_Extrait_

Al-Ahram Hebdo : Comment évaluez-vous le résultat des élections législatives iraniennes, qui ont eu lieu après trois soulèvements, et est-il conforme aux attentes ?
Mohammed Mohsen Abo El-Nour: Il n’y a aucune surprise dans ce résultat. La victoire, et donc le retour en force des conservateurs, était attendue, avec la disqualification massive des candidats réformateurs et de toute voix d’opposition.
— Pourquoi et comment ces candidatures d’opposition ont-elles été disqualifiées ?
— Le Conseil des gardiens de la Constitution, dirigé par le guide suprême, Ali Khamenei, a voulu supprimer toutes les voix d’opposition dans ces élections législatives, de peur que les Etats-Unis ne les exploitent dans leurs conflits avec l’Iran et n’imposent plus de sanctions contre le régime iranien. C’est ainsi qu’avant le vote, des milliers de candidatures du camp des réformateurs, de l’opposition et des technocrates ont été invalidées, soi-disant 90%. Selon les chiffres officiels, 7296 demandes de candidature ont été invalidées par le Conseil des gardiens de la Constitution. Toujours selon les chiffres officiels, le taux de participation à ces élections législatives était de 42%. Un mauvais chiffre si l’on considère combien l’Iran était fier du taux de participation lors des scrutins précédents, qui dépassait les 70% et 80%, un pourcentage plus élevé que celui de démocraties comme la France, par exemple. 42%, c’est la moitié des taux de participation précédents, et ce pourcentage, qui serait encore plus bas selon les chiffres des instances neutres, révèle le manque de popularité du régime iranien, même si l’on prend en compte la crainte du coronavirus, qui a empêché certains électeurs de sortir pour se rendre aux urnes. Le régime a perdu beaucoup de sa popularité à l’intérieur. Déçus par le président Rohani, les gens ont perdu l’espoir d’une réforme, que ce soit par les réformateurs, les pragmatistes ou les nationalistes, qui n’ont pas su répondre aux demandes du peuple en ce qui concerne le combat contre la corruption et la crise économique et politique. En outre, la réaction des autorités sécuritaires lors des manifestations de janvier a été violente, causant des morts parmi les rangs des manifestants. Ce qui a attisé encore ce mécontentement, c’est l’éviction des candidats modérés. Tout cela a fait perdre son élan au processus électoral ainsi que sa capacité à attirer les électeurs aux bureaux de vote.
— Comment le résultat des élections se répercutera-t-il sur la relation entre le parlement et le président Hassan Rohani ?
— Rohani affrontera beaucoup de difficultés avec ce nouveau parlement pendant le temps qui lui reste à la présidence du pays. Les tendances de Rohani sont contraires à celles des chefs des blocs de conservateurs, à leur tête Mohammad Bagher Ghalibaf, qui deviendra probablement le chef du parlement. Quant au parlement, fait pour servir les buts du régime et du guide suprême Khamenei et soutenir aussi Ibrahim Raissi, le successeur présumé de Khamenei, il aura la lourde tâche de convaincre les gens, l’opposition, les partis politiques et les centres de recherche qu’il est un vrai parlement, élu par le peuple. En ce qui concerne les relations extérieures, ce même parlement doit s’attendre à des difficultés avec la communauté internationale.

_À faire_
1) Répondez à ces questions d'après l'extrait :
(a) Quel était le taux de participation officiel à ces élections législatives ?
(b) Combien de demandes de candidature le Conseil des gardiens de la Constitution a-t-il invalidées, selon les chiffres officiels ?
(c) Qui deviendra probablement le chef du parlement ?
2) Réécrivez le passage de l'extrait allant de « Al-Ahram Hebdo : Comment » jusqu'à « été disqualifiées ? », en remplaçant « conservateurs » par « ultraconservateurs ».

_Données étudiées_
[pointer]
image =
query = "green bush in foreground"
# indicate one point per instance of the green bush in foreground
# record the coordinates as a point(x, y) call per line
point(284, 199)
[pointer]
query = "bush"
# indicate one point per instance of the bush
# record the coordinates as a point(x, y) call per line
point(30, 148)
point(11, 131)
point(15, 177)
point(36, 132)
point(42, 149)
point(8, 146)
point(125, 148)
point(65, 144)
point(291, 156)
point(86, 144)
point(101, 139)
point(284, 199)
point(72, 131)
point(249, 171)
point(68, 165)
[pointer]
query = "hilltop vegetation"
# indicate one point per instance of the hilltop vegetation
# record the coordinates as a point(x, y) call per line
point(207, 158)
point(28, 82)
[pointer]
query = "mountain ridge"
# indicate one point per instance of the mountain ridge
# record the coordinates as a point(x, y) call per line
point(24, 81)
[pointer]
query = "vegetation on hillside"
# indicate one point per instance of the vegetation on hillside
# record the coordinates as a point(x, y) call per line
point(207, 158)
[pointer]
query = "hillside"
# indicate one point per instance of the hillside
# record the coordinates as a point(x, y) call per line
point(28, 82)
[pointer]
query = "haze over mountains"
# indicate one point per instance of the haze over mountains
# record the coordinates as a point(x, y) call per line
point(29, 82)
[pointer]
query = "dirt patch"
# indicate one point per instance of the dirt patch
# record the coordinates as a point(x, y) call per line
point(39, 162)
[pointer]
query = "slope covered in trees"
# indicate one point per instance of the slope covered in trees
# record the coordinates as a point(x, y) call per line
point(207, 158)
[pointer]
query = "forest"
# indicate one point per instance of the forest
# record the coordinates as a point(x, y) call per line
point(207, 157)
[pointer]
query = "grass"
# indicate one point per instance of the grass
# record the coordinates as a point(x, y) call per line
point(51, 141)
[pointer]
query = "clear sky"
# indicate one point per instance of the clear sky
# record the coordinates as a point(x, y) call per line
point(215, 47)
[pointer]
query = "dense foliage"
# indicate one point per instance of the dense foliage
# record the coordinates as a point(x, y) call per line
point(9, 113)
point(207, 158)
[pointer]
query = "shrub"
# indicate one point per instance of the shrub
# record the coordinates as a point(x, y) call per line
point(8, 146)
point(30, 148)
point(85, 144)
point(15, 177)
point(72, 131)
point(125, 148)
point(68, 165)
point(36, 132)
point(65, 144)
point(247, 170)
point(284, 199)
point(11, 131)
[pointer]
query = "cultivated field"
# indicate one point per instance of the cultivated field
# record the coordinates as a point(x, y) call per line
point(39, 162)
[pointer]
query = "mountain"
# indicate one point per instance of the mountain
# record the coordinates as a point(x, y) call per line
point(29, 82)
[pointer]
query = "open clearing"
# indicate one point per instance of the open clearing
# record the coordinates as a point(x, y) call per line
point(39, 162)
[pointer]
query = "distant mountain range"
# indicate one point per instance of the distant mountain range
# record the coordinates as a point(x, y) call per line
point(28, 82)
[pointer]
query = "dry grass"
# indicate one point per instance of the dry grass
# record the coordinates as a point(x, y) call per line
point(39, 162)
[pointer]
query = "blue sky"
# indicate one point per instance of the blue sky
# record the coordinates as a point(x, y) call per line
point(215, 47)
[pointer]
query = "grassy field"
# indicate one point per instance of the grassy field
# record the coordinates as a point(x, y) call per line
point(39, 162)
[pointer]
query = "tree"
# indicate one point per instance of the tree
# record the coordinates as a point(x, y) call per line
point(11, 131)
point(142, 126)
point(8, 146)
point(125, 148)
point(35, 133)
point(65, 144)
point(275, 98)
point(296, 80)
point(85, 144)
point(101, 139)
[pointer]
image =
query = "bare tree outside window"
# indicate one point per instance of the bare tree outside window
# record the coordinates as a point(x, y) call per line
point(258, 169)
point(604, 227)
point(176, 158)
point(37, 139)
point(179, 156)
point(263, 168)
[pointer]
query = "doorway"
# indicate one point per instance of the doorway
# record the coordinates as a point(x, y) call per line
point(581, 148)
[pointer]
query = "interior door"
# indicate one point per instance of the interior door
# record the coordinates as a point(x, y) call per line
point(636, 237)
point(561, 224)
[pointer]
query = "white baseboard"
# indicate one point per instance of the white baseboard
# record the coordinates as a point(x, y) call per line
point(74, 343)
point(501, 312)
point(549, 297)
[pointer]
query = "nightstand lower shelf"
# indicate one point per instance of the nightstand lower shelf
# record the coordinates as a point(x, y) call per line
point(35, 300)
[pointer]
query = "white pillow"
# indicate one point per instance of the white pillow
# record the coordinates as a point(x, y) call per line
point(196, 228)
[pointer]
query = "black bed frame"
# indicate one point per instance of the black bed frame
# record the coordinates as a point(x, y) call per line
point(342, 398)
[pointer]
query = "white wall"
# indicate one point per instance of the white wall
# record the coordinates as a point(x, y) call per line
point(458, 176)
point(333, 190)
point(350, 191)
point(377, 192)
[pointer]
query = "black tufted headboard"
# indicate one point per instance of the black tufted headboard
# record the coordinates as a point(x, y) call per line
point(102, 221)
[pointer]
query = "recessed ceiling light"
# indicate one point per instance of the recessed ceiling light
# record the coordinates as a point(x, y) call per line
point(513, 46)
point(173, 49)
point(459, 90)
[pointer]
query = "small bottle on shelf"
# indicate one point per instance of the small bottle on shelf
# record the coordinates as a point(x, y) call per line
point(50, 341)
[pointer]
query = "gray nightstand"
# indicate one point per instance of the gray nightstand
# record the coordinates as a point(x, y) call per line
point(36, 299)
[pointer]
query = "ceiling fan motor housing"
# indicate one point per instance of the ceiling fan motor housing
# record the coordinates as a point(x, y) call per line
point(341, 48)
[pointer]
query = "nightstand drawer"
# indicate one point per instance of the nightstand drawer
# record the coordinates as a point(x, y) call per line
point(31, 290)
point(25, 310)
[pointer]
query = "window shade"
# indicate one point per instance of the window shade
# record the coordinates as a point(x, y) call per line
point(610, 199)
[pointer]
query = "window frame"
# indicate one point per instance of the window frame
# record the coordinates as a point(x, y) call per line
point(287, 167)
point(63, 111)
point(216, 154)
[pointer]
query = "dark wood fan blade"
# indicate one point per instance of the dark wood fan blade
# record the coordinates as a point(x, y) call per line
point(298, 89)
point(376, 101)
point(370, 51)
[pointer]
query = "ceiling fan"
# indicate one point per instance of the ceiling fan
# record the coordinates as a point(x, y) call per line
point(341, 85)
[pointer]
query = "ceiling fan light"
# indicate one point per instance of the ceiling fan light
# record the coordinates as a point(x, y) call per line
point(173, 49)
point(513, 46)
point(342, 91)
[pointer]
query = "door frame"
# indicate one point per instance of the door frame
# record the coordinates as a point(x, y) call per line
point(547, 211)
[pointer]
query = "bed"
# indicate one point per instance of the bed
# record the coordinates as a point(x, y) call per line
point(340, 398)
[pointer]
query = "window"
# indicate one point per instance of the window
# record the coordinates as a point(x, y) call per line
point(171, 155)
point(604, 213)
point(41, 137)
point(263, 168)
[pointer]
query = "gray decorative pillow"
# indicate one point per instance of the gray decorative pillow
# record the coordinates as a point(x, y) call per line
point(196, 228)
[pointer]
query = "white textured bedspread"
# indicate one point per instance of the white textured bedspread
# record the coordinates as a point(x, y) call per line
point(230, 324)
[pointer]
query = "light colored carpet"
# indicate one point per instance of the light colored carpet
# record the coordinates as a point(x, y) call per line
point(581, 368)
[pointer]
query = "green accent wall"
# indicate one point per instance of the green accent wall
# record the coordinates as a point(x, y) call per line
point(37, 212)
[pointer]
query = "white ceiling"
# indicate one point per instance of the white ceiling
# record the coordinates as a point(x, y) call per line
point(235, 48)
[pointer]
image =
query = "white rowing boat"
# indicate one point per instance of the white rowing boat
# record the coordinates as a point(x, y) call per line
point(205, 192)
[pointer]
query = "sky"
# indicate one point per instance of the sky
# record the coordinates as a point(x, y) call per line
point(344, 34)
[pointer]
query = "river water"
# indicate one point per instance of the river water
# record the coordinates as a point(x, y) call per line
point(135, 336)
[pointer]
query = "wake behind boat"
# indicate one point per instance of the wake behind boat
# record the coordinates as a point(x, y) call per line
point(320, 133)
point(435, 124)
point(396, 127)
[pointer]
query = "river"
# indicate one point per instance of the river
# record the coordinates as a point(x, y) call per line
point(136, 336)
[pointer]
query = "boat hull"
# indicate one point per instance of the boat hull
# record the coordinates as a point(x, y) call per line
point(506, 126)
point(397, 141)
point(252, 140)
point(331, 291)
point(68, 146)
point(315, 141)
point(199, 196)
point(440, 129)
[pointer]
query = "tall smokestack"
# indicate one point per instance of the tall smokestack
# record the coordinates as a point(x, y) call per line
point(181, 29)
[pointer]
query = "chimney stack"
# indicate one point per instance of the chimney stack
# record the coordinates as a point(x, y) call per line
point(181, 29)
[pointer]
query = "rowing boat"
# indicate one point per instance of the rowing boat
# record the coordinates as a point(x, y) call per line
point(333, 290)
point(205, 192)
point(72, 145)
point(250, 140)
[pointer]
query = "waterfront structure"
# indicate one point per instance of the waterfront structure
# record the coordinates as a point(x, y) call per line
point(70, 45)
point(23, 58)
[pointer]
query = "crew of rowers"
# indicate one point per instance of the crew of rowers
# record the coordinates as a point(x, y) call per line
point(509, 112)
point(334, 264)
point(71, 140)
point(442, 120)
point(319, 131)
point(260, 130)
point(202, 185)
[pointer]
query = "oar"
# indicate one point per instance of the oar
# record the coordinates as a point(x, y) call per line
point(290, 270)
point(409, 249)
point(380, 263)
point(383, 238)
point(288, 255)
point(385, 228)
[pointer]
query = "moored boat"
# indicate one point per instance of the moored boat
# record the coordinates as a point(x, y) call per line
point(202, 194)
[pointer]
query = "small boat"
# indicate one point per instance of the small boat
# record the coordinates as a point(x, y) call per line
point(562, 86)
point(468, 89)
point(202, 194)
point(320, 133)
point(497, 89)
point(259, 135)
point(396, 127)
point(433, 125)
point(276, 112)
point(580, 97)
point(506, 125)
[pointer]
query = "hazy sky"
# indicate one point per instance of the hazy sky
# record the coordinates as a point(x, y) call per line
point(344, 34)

_Réponses numérotées_
1)
(a) 42 %.
(b) 7296.
(c) Mohammad Bagher Ghalibaf.

2)
Al-Ahram Hebdo : Comment évaluez-vous le résultat des élections législatives iraniennes, qui ont eu lieu après trois soulèvements, et est-il conforme aux attentes ?
Mohammed Mohsen Abo El-Nour: Il n’y a aucune surprise dans ce résultat. La victoire, et donc le retour en force des ultraconservateurs, était attendue, avec la disqualification massive des candidats réformateurs et de toute voix d’opposition.
— Pourquoi et comment ces candidatures d’opposition ont-elles été disqualifiées ?